----- Extracted information -----
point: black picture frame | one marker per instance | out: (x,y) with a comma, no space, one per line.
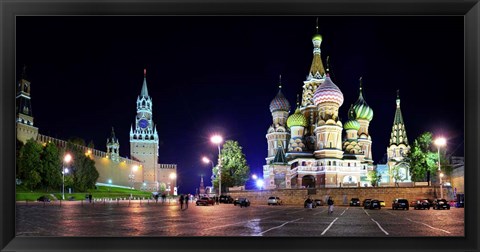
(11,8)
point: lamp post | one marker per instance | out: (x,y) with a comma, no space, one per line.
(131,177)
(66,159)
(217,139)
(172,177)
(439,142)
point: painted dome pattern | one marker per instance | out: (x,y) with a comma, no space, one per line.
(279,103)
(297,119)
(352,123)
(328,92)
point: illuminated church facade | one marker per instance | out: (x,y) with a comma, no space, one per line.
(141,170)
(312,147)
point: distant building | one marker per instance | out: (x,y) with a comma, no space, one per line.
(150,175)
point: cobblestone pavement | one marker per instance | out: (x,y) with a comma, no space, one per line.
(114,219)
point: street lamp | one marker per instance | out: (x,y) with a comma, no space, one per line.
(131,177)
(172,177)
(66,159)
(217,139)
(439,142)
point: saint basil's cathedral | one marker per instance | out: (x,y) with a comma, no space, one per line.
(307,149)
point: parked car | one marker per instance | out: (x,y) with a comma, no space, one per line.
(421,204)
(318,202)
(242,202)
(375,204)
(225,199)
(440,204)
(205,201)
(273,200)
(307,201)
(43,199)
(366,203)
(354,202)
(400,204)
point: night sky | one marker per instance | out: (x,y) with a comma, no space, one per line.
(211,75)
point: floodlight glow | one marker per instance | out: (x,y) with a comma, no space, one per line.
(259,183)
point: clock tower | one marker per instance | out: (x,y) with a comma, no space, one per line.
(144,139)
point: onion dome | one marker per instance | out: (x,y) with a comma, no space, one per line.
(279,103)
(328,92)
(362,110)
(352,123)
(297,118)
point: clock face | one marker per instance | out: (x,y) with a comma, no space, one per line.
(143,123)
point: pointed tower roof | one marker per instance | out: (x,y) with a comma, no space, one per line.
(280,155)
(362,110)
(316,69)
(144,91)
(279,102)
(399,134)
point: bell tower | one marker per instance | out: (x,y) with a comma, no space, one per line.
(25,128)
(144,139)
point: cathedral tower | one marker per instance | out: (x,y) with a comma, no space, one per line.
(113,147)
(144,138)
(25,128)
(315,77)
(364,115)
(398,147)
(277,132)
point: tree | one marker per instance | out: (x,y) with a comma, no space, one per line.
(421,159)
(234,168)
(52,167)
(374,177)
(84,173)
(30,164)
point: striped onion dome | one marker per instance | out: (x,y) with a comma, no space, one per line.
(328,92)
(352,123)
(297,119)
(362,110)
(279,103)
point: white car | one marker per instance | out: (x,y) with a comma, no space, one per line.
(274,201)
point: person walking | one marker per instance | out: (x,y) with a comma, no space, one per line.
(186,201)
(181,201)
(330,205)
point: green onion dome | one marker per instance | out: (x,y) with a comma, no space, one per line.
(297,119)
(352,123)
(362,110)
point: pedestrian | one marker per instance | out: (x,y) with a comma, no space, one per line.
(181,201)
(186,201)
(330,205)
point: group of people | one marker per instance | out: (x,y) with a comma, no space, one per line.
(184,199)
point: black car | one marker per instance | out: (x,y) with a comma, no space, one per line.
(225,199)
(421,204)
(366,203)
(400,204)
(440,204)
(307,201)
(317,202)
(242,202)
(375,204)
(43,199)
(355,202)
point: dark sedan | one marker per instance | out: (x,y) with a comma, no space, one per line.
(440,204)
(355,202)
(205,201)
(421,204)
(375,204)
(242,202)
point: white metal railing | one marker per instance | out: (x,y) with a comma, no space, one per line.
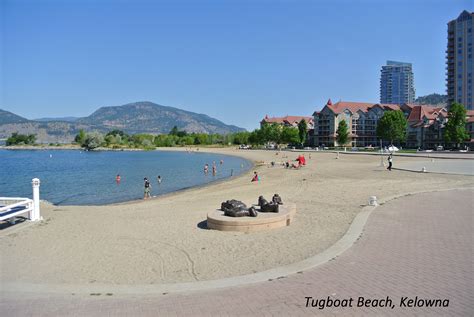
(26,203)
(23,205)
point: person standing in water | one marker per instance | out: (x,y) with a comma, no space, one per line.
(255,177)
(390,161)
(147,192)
-----
_Work required_:
Leave the pictures out, and print every line of the listing exactly as written.

_Reply_:
point: black picture frame | one marker per instance | out: (x,y) with a comma, no space, one per line.
(11,8)
point: lamp post | one marker per instance | out: (x,y) with a comma, no space, one per line.
(131,177)
(66,159)
(217,139)
(172,177)
(439,142)
point: painted dome pattern | one marker per instance | out: (x,y) with a comma, no space, one per line.
(279,103)
(297,119)
(352,123)
(328,92)
point: illuminated church facade | one marker per instance | out: (x,y) with a comma, no space, one per line.
(141,170)
(312,147)
point: distant building | one marker per instance | out: (x,y) with a comma, no space, one per line.
(150,175)
point: cobblestone pavement | one marker per instance | out: (x,y) with a comma, no space, one per line.
(114,219)
point: street lamp | one marker per instance | out: (x,y) with a comma, no space, one per line.
(131,177)
(172,177)
(66,159)
(217,139)
(439,142)
point: saint basil's cathedral | one marker per instance | out: (x,y) with a comma, no space, one per line.
(307,149)
point: parked car | one marker per instance | out: (x,y) with a comma, no space, one per line.
(421,204)
(318,202)
(242,202)
(375,204)
(225,199)
(440,204)
(205,201)
(273,200)
(307,201)
(43,199)
(366,203)
(354,202)
(400,204)
point: night sky | one marker per instance | out: (x,y) with a comma, no space, one per line.
(211,75)
point: floodlight glow | one marker per instance | out: (x,y) with a comma, no space, one per line.
(259,183)
point: clock tower | one marker per instance | out: (x,y) with a comma, no space, one per line.
(144,139)
point: onion dome | one marker per instance | out: (x,y) with a comma, no space, one per line.
(279,103)
(328,92)
(362,110)
(352,123)
(297,118)
point: clock face | one marker per instance | out: (x,y) with a comma, no space, one per line.
(143,123)
point: pointed tower roof | one marker per instance | out: (x,y) with a comma, no space, one per line.
(280,155)
(362,110)
(316,69)
(144,91)
(279,102)
(399,134)
point: bell tower | one marker per instance | out: (x,y) with a comma, no space, one per line.
(25,128)
(144,139)
point: cathedral tower | one marker per instance | out: (x,y) with a comma, no space, one per line.
(113,147)
(144,138)
(25,128)
(315,77)
(364,115)
(398,147)
(277,132)
point: tree | one marker per instance | out: (x,y) with a comma, no space, one per line.
(421,159)
(234,168)
(52,167)
(374,177)
(84,173)
(30,164)
point: striped onion dome | one marker per instance | out: (x,y) with a comma, no space, one per line.
(328,92)
(352,123)
(297,119)
(362,110)
(279,103)
point: white car | one marker per instance | out: (x,y) with a comma, no space, one per line.
(274,201)
point: person walking | one marker per instance | out: (x,y) with a comma, no space, one per line.
(186,201)
(181,201)
(330,205)
point: green onion dome | one marker per instance | out: (x,y) with a comma, no space, one per line.
(297,119)
(352,123)
(362,110)
point: pedestrian | one marker per instance | out: (x,y) with a comma, no space, one per line.
(181,201)
(186,201)
(330,205)
point: group of people | one marker per instance | out: (x,y) with a comma, no space, one per line.
(184,199)
point: black car | one marker per instance | out: (x,y) with a comma, no space, one per line.
(225,199)
(421,204)
(366,203)
(400,204)
(440,204)
(307,201)
(317,202)
(242,202)
(375,204)
(43,199)
(355,202)
point: dark sedan | one marker per instance | out: (x,y) with a comma, no space, one per line.
(440,204)
(355,202)
(205,201)
(421,204)
(375,204)
(242,202)
point: white metal railing | one marker per instance | out: (x,y) with a comma, no space, one per line.
(26,203)
(23,205)
point: person standing in water | one marker per instance | out: (x,y) with a comma, no space, one per line.
(255,177)
(390,161)
(147,192)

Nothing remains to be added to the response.